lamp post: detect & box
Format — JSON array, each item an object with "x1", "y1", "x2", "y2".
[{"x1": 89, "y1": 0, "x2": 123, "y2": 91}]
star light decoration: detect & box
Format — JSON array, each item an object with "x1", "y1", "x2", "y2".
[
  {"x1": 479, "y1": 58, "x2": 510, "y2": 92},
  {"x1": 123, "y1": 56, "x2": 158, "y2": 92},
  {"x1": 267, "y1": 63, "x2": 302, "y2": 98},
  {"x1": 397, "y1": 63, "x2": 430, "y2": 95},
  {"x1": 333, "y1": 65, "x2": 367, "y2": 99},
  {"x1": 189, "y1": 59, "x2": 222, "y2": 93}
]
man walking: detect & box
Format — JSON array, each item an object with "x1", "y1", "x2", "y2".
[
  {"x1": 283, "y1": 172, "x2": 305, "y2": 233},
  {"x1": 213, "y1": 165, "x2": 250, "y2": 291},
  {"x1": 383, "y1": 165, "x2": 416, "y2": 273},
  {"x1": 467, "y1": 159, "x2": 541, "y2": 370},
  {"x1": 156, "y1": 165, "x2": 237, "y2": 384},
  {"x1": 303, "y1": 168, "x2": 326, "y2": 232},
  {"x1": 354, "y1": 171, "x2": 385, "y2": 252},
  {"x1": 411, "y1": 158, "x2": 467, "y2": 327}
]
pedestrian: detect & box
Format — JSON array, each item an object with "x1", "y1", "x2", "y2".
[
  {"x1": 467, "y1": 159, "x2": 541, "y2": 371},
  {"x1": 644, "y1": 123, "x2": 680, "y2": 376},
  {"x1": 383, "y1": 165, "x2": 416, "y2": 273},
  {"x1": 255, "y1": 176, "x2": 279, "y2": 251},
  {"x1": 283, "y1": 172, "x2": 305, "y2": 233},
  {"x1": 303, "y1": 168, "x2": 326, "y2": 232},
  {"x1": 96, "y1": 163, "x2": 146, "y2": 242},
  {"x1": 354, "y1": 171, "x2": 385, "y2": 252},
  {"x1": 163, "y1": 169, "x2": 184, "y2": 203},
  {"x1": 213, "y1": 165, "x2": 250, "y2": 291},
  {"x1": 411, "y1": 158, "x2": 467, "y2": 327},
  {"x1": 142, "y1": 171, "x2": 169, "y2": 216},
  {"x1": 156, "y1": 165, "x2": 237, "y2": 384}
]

-------------------------

GIVEN INSTRUCTION
Retype all of the material above word for word, keeping each line unchanged and in its original order.

ANSWER TO THE EXERCISE
lamp post: detect & box
Format — JSON array, each item an object with "x1", "y1", "x2", "y2".
[{"x1": 89, "y1": 0, "x2": 123, "y2": 91}]
star light decoration: detect & box
Format — JSON array, each item an object with "x1", "y1", "x2", "y2".
[
  {"x1": 479, "y1": 58, "x2": 510, "y2": 92},
  {"x1": 123, "y1": 56, "x2": 158, "y2": 92},
  {"x1": 267, "y1": 63, "x2": 302, "y2": 98},
  {"x1": 397, "y1": 63, "x2": 430, "y2": 95},
  {"x1": 333, "y1": 65, "x2": 367, "y2": 99},
  {"x1": 189, "y1": 59, "x2": 222, "y2": 93}
]
man walking: detect & box
Format — JSON array, each item an object with "x1", "y1", "x2", "y2".
[
  {"x1": 283, "y1": 172, "x2": 305, "y2": 233},
  {"x1": 213, "y1": 165, "x2": 250, "y2": 291},
  {"x1": 383, "y1": 165, "x2": 416, "y2": 273},
  {"x1": 467, "y1": 159, "x2": 541, "y2": 370},
  {"x1": 156, "y1": 165, "x2": 237, "y2": 384},
  {"x1": 303, "y1": 168, "x2": 326, "y2": 232},
  {"x1": 354, "y1": 171, "x2": 385, "y2": 252},
  {"x1": 411, "y1": 158, "x2": 467, "y2": 327}
]
pedestrian: detect & box
Format — JSON array, each item an object with "x1", "y1", "x2", "y2".
[
  {"x1": 467, "y1": 159, "x2": 541, "y2": 371},
  {"x1": 644, "y1": 123, "x2": 680, "y2": 376},
  {"x1": 383, "y1": 165, "x2": 416, "y2": 273},
  {"x1": 255, "y1": 176, "x2": 279, "y2": 251},
  {"x1": 283, "y1": 172, "x2": 305, "y2": 233},
  {"x1": 303, "y1": 168, "x2": 326, "y2": 232},
  {"x1": 96, "y1": 163, "x2": 146, "y2": 242},
  {"x1": 354, "y1": 171, "x2": 385, "y2": 252},
  {"x1": 163, "y1": 169, "x2": 184, "y2": 203},
  {"x1": 213, "y1": 165, "x2": 250, "y2": 291},
  {"x1": 411, "y1": 158, "x2": 467, "y2": 327},
  {"x1": 142, "y1": 171, "x2": 169, "y2": 216},
  {"x1": 156, "y1": 165, "x2": 237, "y2": 384}
]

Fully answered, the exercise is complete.